# [WHAT NEEDS TO BE DONE]
Turn the listing below into a numbered list, one item per line, skipping any blank lines. Leave the pictures out of your answer.

Bounding-box records

** start **

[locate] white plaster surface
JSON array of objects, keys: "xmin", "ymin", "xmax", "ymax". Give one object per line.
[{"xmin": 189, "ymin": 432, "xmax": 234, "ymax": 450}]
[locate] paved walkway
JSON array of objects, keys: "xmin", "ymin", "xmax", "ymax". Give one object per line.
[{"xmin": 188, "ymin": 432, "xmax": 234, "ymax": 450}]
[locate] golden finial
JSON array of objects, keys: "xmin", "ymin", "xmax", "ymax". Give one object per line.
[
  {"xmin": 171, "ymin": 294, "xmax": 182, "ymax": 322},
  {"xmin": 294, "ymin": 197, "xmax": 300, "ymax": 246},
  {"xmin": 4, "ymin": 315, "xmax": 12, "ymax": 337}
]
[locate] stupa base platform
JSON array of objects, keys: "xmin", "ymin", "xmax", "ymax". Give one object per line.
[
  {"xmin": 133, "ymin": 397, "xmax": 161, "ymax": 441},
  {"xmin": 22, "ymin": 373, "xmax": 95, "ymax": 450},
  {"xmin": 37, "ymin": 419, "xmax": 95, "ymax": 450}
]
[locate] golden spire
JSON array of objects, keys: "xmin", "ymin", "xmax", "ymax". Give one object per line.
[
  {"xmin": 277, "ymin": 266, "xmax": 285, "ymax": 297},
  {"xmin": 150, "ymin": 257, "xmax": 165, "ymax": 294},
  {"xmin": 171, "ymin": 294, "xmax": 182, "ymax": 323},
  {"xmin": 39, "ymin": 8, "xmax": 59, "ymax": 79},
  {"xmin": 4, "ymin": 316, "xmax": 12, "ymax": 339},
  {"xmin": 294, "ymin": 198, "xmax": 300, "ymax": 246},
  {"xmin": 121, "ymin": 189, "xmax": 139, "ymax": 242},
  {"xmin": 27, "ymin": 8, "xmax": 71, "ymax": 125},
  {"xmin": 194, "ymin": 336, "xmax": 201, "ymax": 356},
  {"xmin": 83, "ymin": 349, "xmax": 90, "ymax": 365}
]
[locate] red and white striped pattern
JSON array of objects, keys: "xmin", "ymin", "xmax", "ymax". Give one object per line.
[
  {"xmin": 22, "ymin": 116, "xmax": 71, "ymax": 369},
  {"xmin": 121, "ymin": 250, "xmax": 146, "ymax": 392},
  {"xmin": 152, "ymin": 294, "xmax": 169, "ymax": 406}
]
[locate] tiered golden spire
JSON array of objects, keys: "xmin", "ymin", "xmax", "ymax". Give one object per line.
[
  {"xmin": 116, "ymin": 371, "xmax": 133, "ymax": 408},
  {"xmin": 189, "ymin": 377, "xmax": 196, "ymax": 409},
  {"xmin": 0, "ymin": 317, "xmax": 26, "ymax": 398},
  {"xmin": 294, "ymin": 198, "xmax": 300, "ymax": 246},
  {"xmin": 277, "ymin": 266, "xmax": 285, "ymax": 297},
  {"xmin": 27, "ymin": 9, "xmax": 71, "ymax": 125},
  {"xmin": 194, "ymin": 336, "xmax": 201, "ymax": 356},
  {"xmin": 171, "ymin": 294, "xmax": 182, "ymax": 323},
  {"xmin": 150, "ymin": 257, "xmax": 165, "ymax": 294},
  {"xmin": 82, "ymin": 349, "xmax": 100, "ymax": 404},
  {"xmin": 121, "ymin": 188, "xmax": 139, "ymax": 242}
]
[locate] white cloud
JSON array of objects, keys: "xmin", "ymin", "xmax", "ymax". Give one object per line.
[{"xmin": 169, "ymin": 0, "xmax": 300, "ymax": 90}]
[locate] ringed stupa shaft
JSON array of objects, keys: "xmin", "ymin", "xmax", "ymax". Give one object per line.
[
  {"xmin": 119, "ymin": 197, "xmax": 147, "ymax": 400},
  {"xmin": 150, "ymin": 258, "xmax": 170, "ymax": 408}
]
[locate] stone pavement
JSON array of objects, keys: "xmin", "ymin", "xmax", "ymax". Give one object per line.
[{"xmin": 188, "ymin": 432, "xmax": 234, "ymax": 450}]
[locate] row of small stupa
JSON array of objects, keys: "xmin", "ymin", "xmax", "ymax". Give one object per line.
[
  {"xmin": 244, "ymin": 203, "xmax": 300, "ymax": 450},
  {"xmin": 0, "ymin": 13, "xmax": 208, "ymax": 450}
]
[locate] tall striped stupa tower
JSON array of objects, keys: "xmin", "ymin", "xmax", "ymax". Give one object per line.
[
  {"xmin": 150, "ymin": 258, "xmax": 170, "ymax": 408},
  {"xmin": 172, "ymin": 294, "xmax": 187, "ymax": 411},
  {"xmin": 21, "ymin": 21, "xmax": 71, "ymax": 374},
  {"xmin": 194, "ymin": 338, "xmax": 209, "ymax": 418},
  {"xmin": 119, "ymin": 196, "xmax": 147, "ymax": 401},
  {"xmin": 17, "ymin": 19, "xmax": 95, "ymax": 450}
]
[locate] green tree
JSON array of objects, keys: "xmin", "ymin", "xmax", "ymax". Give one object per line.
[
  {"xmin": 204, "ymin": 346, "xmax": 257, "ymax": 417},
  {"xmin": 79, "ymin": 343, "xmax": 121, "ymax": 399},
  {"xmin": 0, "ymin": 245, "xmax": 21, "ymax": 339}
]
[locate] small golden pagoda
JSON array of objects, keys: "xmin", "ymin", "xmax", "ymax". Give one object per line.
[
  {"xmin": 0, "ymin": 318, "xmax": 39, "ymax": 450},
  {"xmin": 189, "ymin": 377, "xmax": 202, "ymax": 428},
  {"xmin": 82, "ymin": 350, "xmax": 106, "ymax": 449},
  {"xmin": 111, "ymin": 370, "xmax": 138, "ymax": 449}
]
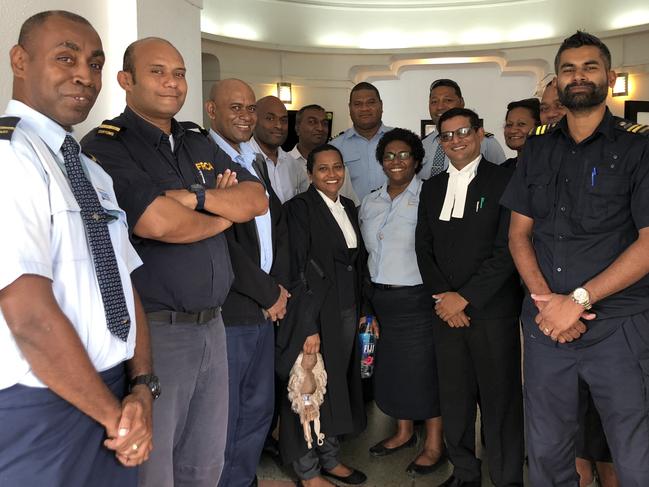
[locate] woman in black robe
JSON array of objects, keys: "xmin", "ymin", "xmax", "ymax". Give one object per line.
[{"xmin": 278, "ymin": 144, "xmax": 367, "ymax": 486}]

** end **

# [CORRECT ANSWER]
1. [locate] white plaster surface
2. JSON array of objects, keys: "xmin", "ymin", "xmax", "ymax". Give one object per line.
3. [{"xmin": 189, "ymin": 432, "xmax": 234, "ymax": 450}]
4. [locate] paved walkway
5. JSON array of objects, keys: "xmin", "ymin", "xmax", "ymax". Give one object per line.
6. [{"xmin": 188, "ymin": 432, "xmax": 234, "ymax": 450}]
7. [locate] golden finial
8. JSON array of objects, keys: "xmin", "ymin", "xmax", "ymax". Give one object per line.
9. [
10.   {"xmin": 171, "ymin": 294, "xmax": 182, "ymax": 322},
11.   {"xmin": 294, "ymin": 197, "xmax": 300, "ymax": 246},
12.   {"xmin": 4, "ymin": 315, "xmax": 12, "ymax": 337}
13. ]
14. [locate] stupa base platform
15. JSON array of objects, keys: "xmin", "ymin", "xmax", "ymax". Give one object per line.
16. [
17.   {"xmin": 133, "ymin": 397, "xmax": 161, "ymax": 441},
18.   {"xmin": 22, "ymin": 373, "xmax": 95, "ymax": 450},
19.   {"xmin": 37, "ymin": 419, "xmax": 95, "ymax": 450}
20. ]
21. [locate] golden spire
22. JSON array of objects, keys: "xmin", "ymin", "xmax", "ymax". Give one object per line.
23. [
24.   {"xmin": 277, "ymin": 266, "xmax": 285, "ymax": 297},
25.   {"xmin": 150, "ymin": 257, "xmax": 165, "ymax": 294},
26.   {"xmin": 171, "ymin": 294, "xmax": 182, "ymax": 323},
27.   {"xmin": 39, "ymin": 8, "xmax": 59, "ymax": 79},
28.   {"xmin": 4, "ymin": 316, "xmax": 12, "ymax": 339},
29.   {"xmin": 294, "ymin": 198, "xmax": 300, "ymax": 246},
30.   {"xmin": 121, "ymin": 189, "xmax": 139, "ymax": 242},
31.   {"xmin": 27, "ymin": 8, "xmax": 71, "ymax": 125},
32.   {"xmin": 194, "ymin": 336, "xmax": 201, "ymax": 356},
33.   {"xmin": 83, "ymin": 349, "xmax": 90, "ymax": 365}
34. ]
35. [locate] red and white striped pattern
36. JSON array of objects, keys: "xmin", "ymin", "xmax", "ymax". Give one object per line.
37. [
38.   {"xmin": 22, "ymin": 116, "xmax": 71, "ymax": 369},
39.   {"xmin": 121, "ymin": 250, "xmax": 146, "ymax": 392},
40.   {"xmin": 152, "ymin": 294, "xmax": 169, "ymax": 406}
41. ]
42. [locate] tiered golden spire
43. JSON array of objects, keys: "xmin", "ymin", "xmax", "ymax". Give one object per line.
44. [
45.   {"xmin": 116, "ymin": 371, "xmax": 133, "ymax": 408},
46.   {"xmin": 189, "ymin": 377, "xmax": 196, "ymax": 409},
47.   {"xmin": 0, "ymin": 317, "xmax": 26, "ymax": 398},
48.   {"xmin": 294, "ymin": 198, "xmax": 300, "ymax": 246},
49.   {"xmin": 277, "ymin": 266, "xmax": 285, "ymax": 297},
50.   {"xmin": 27, "ymin": 9, "xmax": 71, "ymax": 125},
51.   {"xmin": 194, "ymin": 336, "xmax": 201, "ymax": 356},
52.   {"xmin": 171, "ymin": 294, "xmax": 182, "ymax": 323},
53.   {"xmin": 150, "ymin": 257, "xmax": 165, "ymax": 294},
54.   {"xmin": 82, "ymin": 349, "xmax": 100, "ymax": 404},
55.   {"xmin": 121, "ymin": 188, "xmax": 139, "ymax": 242}
56. ]
57. [locate] white cloud
58. JSON array of objects, keys: "xmin", "ymin", "xmax", "ymax". Give one object per line.
59. [{"xmin": 169, "ymin": 0, "xmax": 300, "ymax": 90}]
60. [locate] ringed stupa shaft
61. JSON array of objects, keys: "xmin", "ymin", "xmax", "ymax". Give one object per line.
62. [
63.   {"xmin": 119, "ymin": 197, "xmax": 147, "ymax": 400},
64.   {"xmin": 150, "ymin": 258, "xmax": 170, "ymax": 408}
65. ]
66. [locate] stone pavement
67. JSON array of objects, keys: "xmin", "ymin", "xmax", "ymax". Give one object per line.
68. [{"xmin": 188, "ymin": 432, "xmax": 234, "ymax": 450}]
69. [locate] row of small stupa
70. JSON array of objects, keys: "xmin", "ymin", "xmax", "ymax". Give one object per line.
71. [
72.   {"xmin": 244, "ymin": 203, "xmax": 300, "ymax": 450},
73.   {"xmin": 0, "ymin": 13, "xmax": 208, "ymax": 450}
74. ]
75. [locate] tall striped stupa tower
76. JSON array of objects, keys: "xmin", "ymin", "xmax", "ymax". Give one object per line.
77. [
78.   {"xmin": 150, "ymin": 258, "xmax": 170, "ymax": 408},
79.   {"xmin": 172, "ymin": 294, "xmax": 187, "ymax": 411},
80.   {"xmin": 21, "ymin": 21, "xmax": 71, "ymax": 374},
81.   {"xmin": 194, "ymin": 338, "xmax": 209, "ymax": 418},
82.   {"xmin": 119, "ymin": 196, "xmax": 147, "ymax": 401},
83.   {"xmin": 17, "ymin": 19, "xmax": 95, "ymax": 450}
84. ]
85. [locate] green tree
86. JSON array of objects, keys: "xmin", "ymin", "xmax", "ymax". Give one object per line.
87. [
88.   {"xmin": 204, "ymin": 346, "xmax": 257, "ymax": 417},
89.   {"xmin": 79, "ymin": 343, "xmax": 121, "ymax": 399},
90.   {"xmin": 0, "ymin": 245, "xmax": 21, "ymax": 339}
91. ]
92. [locate] small golden pagoda
93. JSON array of objects, keys: "xmin", "ymin", "xmax", "ymax". Give one object per line.
94. [
95.   {"xmin": 0, "ymin": 318, "xmax": 39, "ymax": 450},
96.   {"xmin": 189, "ymin": 377, "xmax": 202, "ymax": 428},
97.   {"xmin": 82, "ymin": 350, "xmax": 106, "ymax": 449},
98.   {"xmin": 111, "ymin": 370, "xmax": 138, "ymax": 449}
99. ]
100. [locate] woman in black robe
101. JSON array of objects, keys: "xmin", "ymin", "xmax", "ymax". Give one object per line.
102. [{"xmin": 278, "ymin": 144, "xmax": 367, "ymax": 486}]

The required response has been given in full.